### Estratto del testo
«La soluzione dei problemi del Pd, […] non consiste nel portare a Roma gli amministratori, cosa che pure avrebbe una sua utilità, ma nel portare nei Comuni un po’ di Roma. Ovvero dare agibilità politica, decisionale, di rappresentanza ai circoli, non come bacino elettorale e di manovalanza più o meno volontaria, ma come luoghi di confronto, elaborazione, discussione e proposta programmatica ed elettorale. Il che significherebbe agganciare i candidati ai territori, e prima ancora dotare il Paese di una legge elettorale per la quale si viene eletti con le preferenze e su collegi più sostenibili, con conseguente ricalcolo del numero dei Parlamentari necessari a coprire i territori».
Scriveva così, ad ottobre 2022, il segretario della sezione bitontina del Partito Democratico Francesco Brandi, in una nota inviata alla stampa locale per dire la sua sul risultato elettorale delle politiche che si erano tenute una settimana prima e che hanno portato alla formazione dell’attuale governo di destra.
Un’analisi che citava un tema su cui da anni la politica discute abbastanza infruttuosamente: quello della legge elettorale.
Vari sono stati i tentativi degli ultimi anni volti a dare alla politica nazionale un nuovo sistema per l’elezione dei suoi rappresentanti. Dal 2000 in poi in Italia si sono tenute cinque elezioni con tre leggi elettorali differenti. Quella del 2001 fu, infatti, l’ultima elezione in cui si votò con il Mattarellum (o legge Mattarella, dal nome del suo principale relatore nonché attuale presidente della Repubblica), il sistema che, nel 1993, era subentrato al posto del proporzionale, che aveva dominato la Prima Repubblica dal dopoguerra in poi.
Il sistema Mattarella stabiliva che il 75% dei seggi di Senato e Camera fosse assegnato con sistema maggioritario a turno unico in collegi uninominali, mentre il restante 25% tramite proporzionale: si sottraeva dal conteggio dei voti di una lista nella parte proporzionale i voti dei candidati eletti nei collegi uninominali (cosiddetto “scorporo”). L’assegnazione dei seggi al Senato era regionale, mentre alla Camera nazionale con uno sbarramento al 4%.
Era un sistema fondato sulla volontà di spingere il sistema politico verso il bipolarismo, costringendo i partiti a formare coalizioni abbastanza forti da eleggere i propri candidati nei collegi uninominali. E le tre legislature elette con il Mattarellum, effettivamente, registrarono un numero inferiore di gruppi parlamentari rispetto alle precedenti.
Nel 2005, il sistema cedette il posto alla legge Calderoli, meglio nota come Porcellum, dal soprannome che le diede il politologo Giovanni Sartori dopo che lo stesso firmatario l’aveva definita una “porcata”. Approvata con i voti del centrodestra, introdusse un proporzionale con premio di maggioranza, senza possibilità di esprimere preferenze. Una mancanza destinata ad accendere il dibattito politico degli anni successivi.

### Istruzioni
1. Riscrivi in forma di elenco puntato il paragrafo del testo sulla legge elettorale che comincia con «Il sistema Mattarella stabiliva», mantenendone i fatti principali.
2. Stabilisci se ciascuna affermazione concorda con il testo sulla legge elettorale, rispondendo sì o no e citando le parole del testo che lo dimostrano. (a) Il Mattarellum subentrò al proporzionale nel 1993. (b) La legge Calderoli fu approvata con i voti del centrosinistra. (c) Il Porcellum permetteva agli elettori di esprimere preferenze.
3. Riassumi in tre frasi il testo sulla legge elettorale.

### Blocco dati
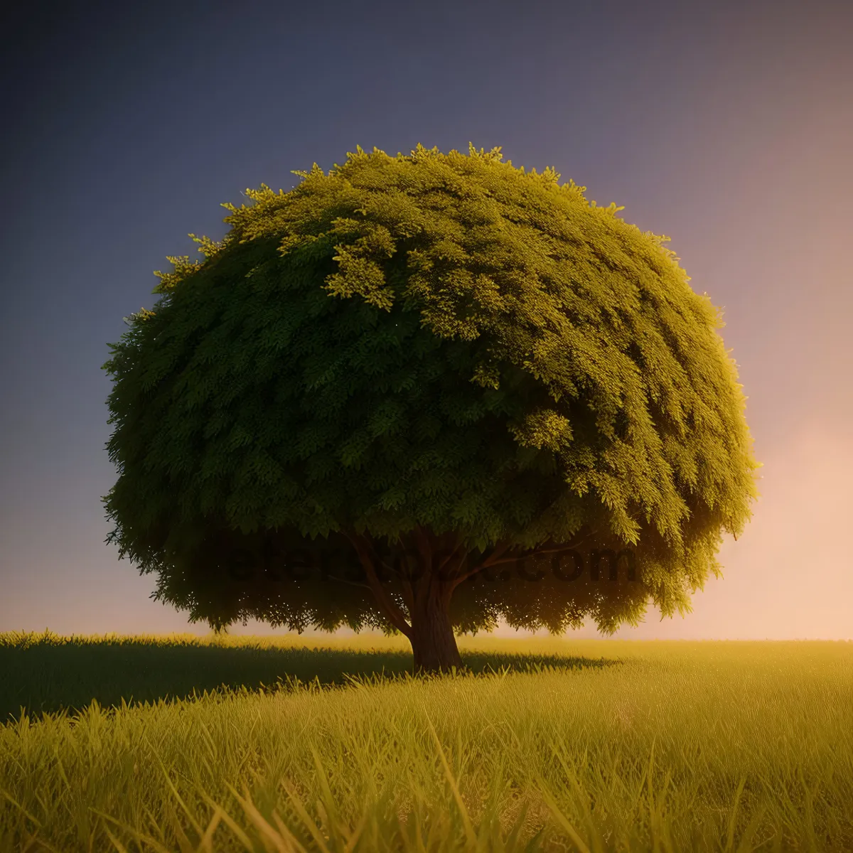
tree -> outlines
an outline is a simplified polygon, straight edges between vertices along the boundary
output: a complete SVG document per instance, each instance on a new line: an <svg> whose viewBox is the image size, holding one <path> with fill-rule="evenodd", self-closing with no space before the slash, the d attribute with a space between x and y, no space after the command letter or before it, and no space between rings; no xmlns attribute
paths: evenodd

### Risposte complete
1.
- Il 75% dei seggi di Senato e Camera era assegnato con sistema maggioritario a turno unico in collegi uninominali.
- Il restante 25% era assegnato con il proporzionale.
- Nella parte proporzionale si sottraevano dai voti di una lista i voti dei candidati eletti nei collegi uninominali (il cosiddetto “scorporo”).
- Al Senato l'assegnazione dei seggi era regionale, mentre alla Camera era nazionale, con uno sbarramento al 4%.

2.
(a) Sì: «il sistema che, nel 1993, era subentrato al posto del proporzionale».
(b) No: «Approvata con i voti del centrodestra».
(c) No: «senza possibilità di esprimere preferenze».

3. Nell'ottobre 2022 Francesco Brandi, segretario della sezione di Bitonto del Partito Democratico, commentò il risultato delle elezioni politiche. Sostenne che il Pd dovesse dare ai circoli agibilità politica e decisionale e che servisse una legge elettorale con preferenze e collegi più sostenibili. Dal 2000 in Italia si sono tenute cinque elezioni con tre leggi elettorali diverse: il Mattarellum, in vigore dal 1993 e usato per l'ultima volta nel 2001, assegnava il 75% dei seggi con il maggioritario in collegi uninominali e il 25% con il proporzionale per spingere verso il bipolarismo, mentre nel 2005 la legge Calderoli, detta Porcellum, introdusse un proporzionale con premio di maggioranza senza preferenze.